(Rows of box annotation data)
----
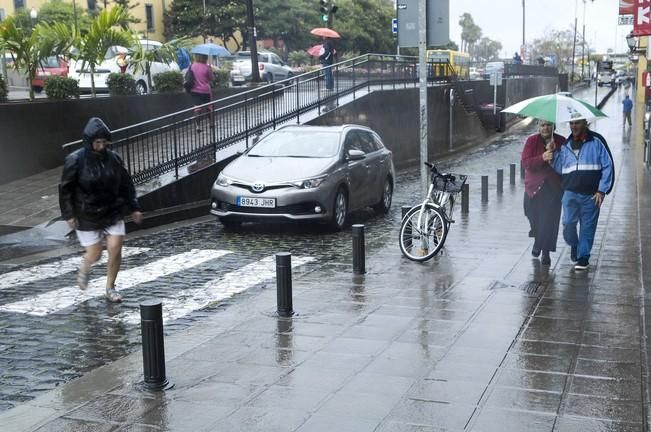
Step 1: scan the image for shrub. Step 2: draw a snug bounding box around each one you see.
[288,51,310,66]
[154,71,183,93]
[44,76,79,99]
[106,73,137,96]
[0,74,9,102]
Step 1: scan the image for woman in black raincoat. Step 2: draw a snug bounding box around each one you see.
[59,117,142,302]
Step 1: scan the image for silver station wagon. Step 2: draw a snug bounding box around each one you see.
[210,125,395,230]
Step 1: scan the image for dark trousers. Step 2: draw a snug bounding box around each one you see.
[524,183,563,252]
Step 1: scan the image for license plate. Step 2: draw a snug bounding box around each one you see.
[236,197,276,208]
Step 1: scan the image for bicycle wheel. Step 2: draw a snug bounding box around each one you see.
[399,204,448,262]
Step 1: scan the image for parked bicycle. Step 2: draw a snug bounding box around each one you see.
[399,162,468,262]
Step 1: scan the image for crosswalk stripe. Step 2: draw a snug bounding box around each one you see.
[0,246,149,290]
[113,256,314,324]
[0,249,231,316]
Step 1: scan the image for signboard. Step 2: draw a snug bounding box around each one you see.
[619,0,635,15]
[617,15,633,25]
[633,0,651,36]
[397,0,450,48]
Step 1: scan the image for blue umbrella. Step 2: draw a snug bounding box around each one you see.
[191,43,231,57]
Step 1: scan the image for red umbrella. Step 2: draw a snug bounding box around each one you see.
[310,27,341,39]
[307,45,323,57]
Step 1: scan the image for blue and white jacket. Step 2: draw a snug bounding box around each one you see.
[552,130,615,195]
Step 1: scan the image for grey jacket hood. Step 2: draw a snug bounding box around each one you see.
[82,117,111,150]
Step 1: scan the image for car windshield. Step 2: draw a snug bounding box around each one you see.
[247,130,339,158]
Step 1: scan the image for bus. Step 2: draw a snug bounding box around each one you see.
[427,49,470,79]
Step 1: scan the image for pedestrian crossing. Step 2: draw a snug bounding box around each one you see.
[0,248,314,323]
[0,247,150,291]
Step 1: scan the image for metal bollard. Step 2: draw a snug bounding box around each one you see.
[140,300,169,391]
[461,183,470,213]
[353,224,366,274]
[276,252,294,317]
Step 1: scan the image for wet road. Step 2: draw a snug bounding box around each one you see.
[0,119,540,409]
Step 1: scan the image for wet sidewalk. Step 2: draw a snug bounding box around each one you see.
[0,86,651,432]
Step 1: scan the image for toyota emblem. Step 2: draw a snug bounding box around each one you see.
[251,182,264,192]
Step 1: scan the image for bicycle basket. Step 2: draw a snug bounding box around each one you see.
[434,174,468,193]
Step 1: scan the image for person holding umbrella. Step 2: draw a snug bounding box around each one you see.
[521,120,565,266]
[543,116,615,271]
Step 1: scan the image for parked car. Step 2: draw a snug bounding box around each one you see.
[231,51,293,86]
[69,40,179,94]
[32,56,68,93]
[210,125,395,230]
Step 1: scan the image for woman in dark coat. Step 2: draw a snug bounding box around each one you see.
[522,120,565,265]
[59,117,142,302]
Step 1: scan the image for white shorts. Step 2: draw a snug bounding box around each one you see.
[76,220,126,247]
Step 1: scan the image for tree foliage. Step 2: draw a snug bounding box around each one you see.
[459,12,482,52]
[471,37,502,61]
[163,0,246,48]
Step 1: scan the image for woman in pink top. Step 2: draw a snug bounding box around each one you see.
[190,54,215,132]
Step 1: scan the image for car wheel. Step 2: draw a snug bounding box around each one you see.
[330,187,348,231]
[373,177,393,214]
[219,218,242,231]
[136,81,147,95]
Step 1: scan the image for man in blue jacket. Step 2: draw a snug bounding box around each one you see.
[543,119,615,270]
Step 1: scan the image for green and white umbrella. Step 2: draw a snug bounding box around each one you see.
[502,94,607,123]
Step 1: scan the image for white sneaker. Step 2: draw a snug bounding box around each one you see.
[104,288,122,303]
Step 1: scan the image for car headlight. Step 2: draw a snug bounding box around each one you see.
[215,173,233,187]
[292,176,328,189]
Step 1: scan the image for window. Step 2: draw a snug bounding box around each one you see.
[145,5,154,31]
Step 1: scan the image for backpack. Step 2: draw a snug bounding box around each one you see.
[183,66,194,93]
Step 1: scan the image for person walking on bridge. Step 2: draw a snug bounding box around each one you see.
[59,117,143,302]
[543,118,615,270]
[522,120,565,266]
[622,95,633,128]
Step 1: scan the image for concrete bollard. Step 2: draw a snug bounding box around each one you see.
[140,300,169,391]
[481,176,488,202]
[352,224,366,275]
[276,252,294,317]
[461,183,470,213]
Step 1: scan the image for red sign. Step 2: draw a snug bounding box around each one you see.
[633,0,651,36]
[619,0,635,15]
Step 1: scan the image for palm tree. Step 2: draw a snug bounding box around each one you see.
[76,6,134,97]
[129,38,189,93]
[0,17,74,100]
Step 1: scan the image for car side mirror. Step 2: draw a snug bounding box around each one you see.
[347,149,366,160]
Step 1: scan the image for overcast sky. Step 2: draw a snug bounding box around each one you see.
[450,0,632,57]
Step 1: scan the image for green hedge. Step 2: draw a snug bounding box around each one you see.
[154,71,183,93]
[0,74,9,102]
[106,73,138,96]
[44,76,79,99]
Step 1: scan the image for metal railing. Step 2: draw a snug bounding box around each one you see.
[63,54,556,184]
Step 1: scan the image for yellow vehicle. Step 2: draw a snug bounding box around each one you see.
[427,49,470,79]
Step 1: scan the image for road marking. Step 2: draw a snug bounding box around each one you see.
[0,249,231,316]
[112,256,314,324]
[0,246,150,290]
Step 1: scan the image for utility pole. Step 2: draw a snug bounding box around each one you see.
[246,0,260,83]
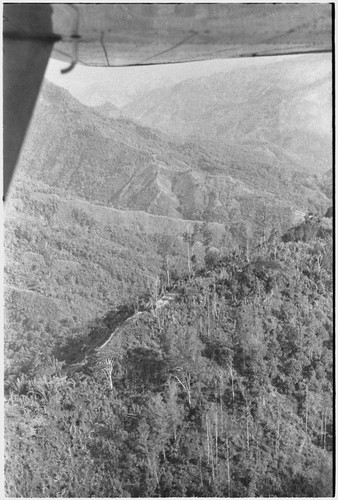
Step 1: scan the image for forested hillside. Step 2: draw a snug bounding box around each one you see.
[6,218,333,497]
[123,54,332,173]
[5,57,333,497]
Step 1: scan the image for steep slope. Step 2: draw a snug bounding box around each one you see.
[5,226,334,498]
[123,55,332,172]
[13,82,330,227]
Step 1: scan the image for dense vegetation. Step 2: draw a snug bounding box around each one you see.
[5,218,333,497]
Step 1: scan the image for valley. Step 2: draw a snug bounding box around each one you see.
[4,52,333,497]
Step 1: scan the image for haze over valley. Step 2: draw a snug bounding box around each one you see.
[5,54,333,497]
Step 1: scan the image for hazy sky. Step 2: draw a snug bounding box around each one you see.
[46,54,326,106]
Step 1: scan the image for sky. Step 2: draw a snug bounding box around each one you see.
[45,54,329,107]
[45,56,290,106]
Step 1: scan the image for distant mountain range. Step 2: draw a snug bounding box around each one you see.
[19,82,330,229]
[123,55,332,173]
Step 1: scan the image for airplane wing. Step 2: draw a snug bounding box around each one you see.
[52,3,332,66]
[3,3,333,197]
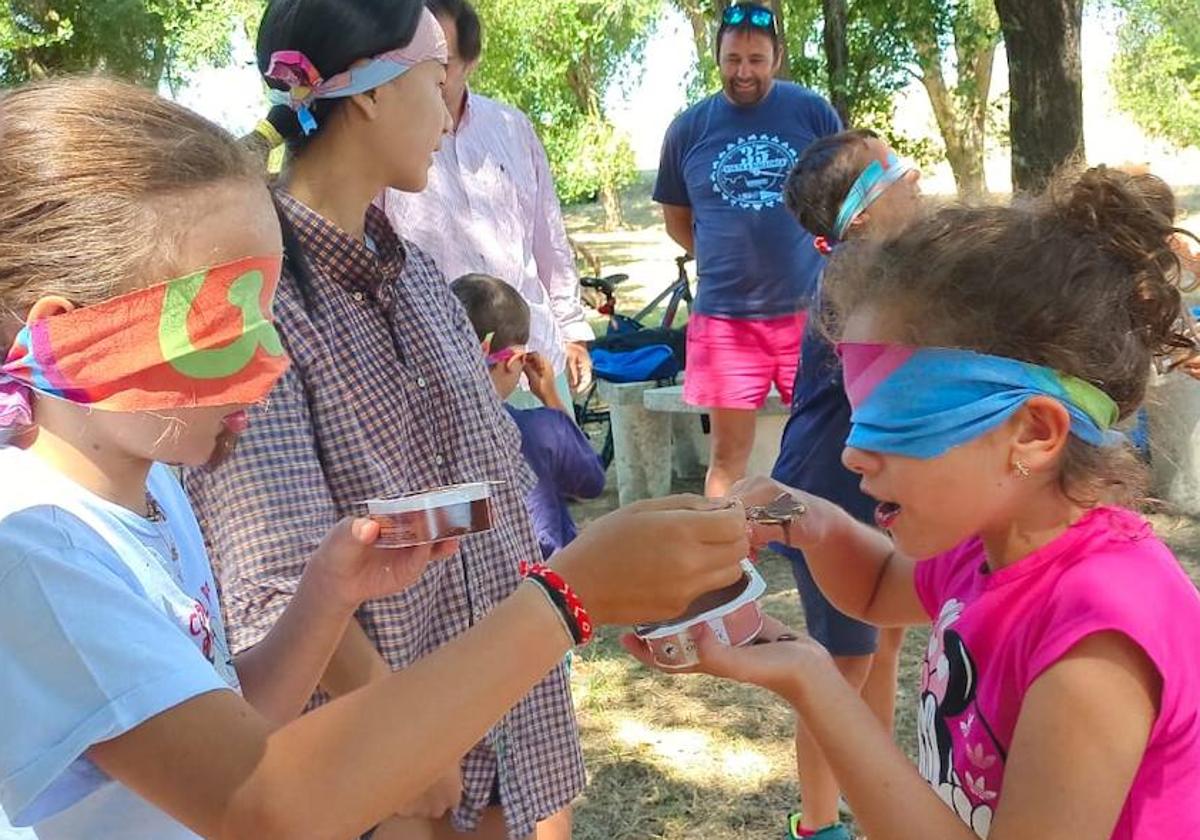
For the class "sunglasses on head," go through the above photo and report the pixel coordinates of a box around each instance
[721,2,775,29]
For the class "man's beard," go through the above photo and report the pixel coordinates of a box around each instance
[725,82,768,106]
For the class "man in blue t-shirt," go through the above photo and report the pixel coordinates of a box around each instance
[654,2,841,496]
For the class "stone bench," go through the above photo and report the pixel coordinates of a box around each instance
[643,385,791,489]
[598,380,788,505]
[596,379,672,505]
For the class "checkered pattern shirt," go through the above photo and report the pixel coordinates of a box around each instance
[186,193,584,836]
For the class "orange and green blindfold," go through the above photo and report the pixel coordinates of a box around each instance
[0,257,288,428]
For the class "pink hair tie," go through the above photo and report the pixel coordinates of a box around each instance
[0,372,34,430]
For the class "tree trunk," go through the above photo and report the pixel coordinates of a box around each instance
[600,178,625,230]
[821,0,850,126]
[770,0,792,82]
[995,0,1084,192]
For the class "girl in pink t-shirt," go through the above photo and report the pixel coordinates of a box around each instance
[626,168,1200,840]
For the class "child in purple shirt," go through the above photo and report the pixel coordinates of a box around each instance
[625,168,1200,840]
[450,274,605,558]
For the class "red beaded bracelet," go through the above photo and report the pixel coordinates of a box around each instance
[521,562,595,644]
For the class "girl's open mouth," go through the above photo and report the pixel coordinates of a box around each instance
[875,502,900,530]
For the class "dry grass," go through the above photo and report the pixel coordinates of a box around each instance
[572,475,1200,840]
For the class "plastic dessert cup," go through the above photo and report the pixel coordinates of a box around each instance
[365,481,492,548]
[634,560,767,668]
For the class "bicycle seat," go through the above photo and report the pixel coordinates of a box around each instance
[580,274,629,294]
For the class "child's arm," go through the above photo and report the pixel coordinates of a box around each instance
[82,497,746,838]
[235,520,456,726]
[622,622,1159,840]
[320,620,391,697]
[731,478,930,626]
[524,353,570,414]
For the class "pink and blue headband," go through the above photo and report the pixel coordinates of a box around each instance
[265,8,449,134]
[833,151,917,240]
[838,343,1123,458]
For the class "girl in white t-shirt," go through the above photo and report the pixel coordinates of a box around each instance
[0,77,746,840]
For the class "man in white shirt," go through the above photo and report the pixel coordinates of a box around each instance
[384,0,595,404]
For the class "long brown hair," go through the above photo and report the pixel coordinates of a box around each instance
[0,77,262,340]
[826,167,1192,504]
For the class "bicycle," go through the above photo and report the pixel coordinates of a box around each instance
[575,254,694,468]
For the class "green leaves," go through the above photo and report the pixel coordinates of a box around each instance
[472,0,662,223]
[1112,0,1200,146]
[0,0,262,86]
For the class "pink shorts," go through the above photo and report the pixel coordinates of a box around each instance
[683,312,808,409]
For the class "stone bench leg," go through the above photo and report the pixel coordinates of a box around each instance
[608,381,671,505]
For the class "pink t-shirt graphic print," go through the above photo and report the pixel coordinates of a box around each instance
[916,508,1200,840]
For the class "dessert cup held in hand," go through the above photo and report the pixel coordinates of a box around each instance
[365,481,492,548]
[634,560,767,668]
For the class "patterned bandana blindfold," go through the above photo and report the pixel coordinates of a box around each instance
[838,343,1124,458]
[265,8,449,134]
[833,151,917,241]
[0,256,288,428]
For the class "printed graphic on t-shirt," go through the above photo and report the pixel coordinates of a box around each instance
[712,134,798,210]
[917,599,1008,838]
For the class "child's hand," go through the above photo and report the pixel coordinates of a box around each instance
[728,475,827,548]
[620,616,829,698]
[551,496,750,625]
[305,518,458,611]
[524,353,566,412]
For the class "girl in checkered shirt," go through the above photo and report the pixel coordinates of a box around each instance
[0,78,746,840]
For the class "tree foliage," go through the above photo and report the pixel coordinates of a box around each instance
[0,0,260,86]
[473,0,662,227]
[1112,0,1200,146]
[674,0,1000,194]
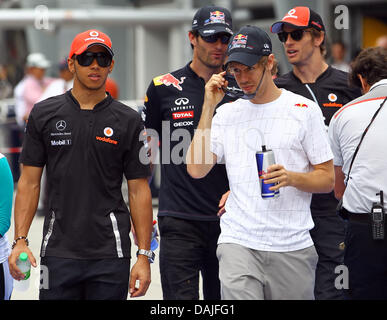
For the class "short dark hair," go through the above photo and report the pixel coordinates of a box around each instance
[350,47,387,87]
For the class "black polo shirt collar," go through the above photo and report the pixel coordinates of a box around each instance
[65,89,113,112]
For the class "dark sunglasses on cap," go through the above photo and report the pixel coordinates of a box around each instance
[278,29,312,42]
[201,33,231,44]
[222,73,255,100]
[76,51,112,68]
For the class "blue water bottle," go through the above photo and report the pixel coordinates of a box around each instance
[151,220,159,251]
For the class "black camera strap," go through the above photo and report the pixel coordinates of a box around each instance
[345,97,387,185]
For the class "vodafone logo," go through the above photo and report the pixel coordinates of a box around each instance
[103,127,114,137]
[328,93,337,102]
[172,110,194,120]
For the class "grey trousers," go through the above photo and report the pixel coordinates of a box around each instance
[217,243,318,300]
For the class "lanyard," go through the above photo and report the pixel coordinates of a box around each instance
[345,97,387,185]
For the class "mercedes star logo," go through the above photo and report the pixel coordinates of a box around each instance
[55,120,66,131]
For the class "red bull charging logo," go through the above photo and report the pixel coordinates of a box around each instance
[153,73,185,91]
[294,103,308,108]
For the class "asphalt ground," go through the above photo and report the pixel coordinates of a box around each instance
[7,195,166,300]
----
- Exercise instructions: Please rewrite the rows starting at the line containing "Step 1: scan the image for haze" and ending at the line containing "[596,379,672,505]", changing "snug" to "tight" and keeping everything else the same. Leave the pictures out of your answer.

- Result of the exercise:
Step 1: scan the image for haze over valley. Step 2: draw a tight bounding box around each one you see.
[5,54,333,497]
Step 1: scan the image for hazy sky. Step 2: draw a tight bounding box around each one you see.
[46,54,326,106]
Step 1: scan the image for sky. Step 2: draw a tight bounding box around each one you see.
[45,54,329,107]
[45,56,290,106]
Step 1: scan the image for distant mountain range. Step 2: draw a tight bounding box around each one you see.
[19,82,330,229]
[123,55,332,173]
Step 1: scan the image for airplane wing. Step 2: draw a tight bounding box around each one you see.
[52,3,332,66]
[3,3,333,197]
For the class "sunglasses on head," go through the above photo and report the pixel coordinates of a box around each instance
[721,2,775,29]
For the class "man's beard," go through the above photo and report the pixel coordinates of a box around each instance
[725,82,768,106]
For the class "man in blue t-shirt," go through the above photo and report the pixel coordinates of a box around each instance
[654,2,841,496]
For the class "stone bench," go through the above photo and report the pixel coordinates of a box around each instance
[643,385,791,489]
[598,380,788,505]
[596,379,672,505]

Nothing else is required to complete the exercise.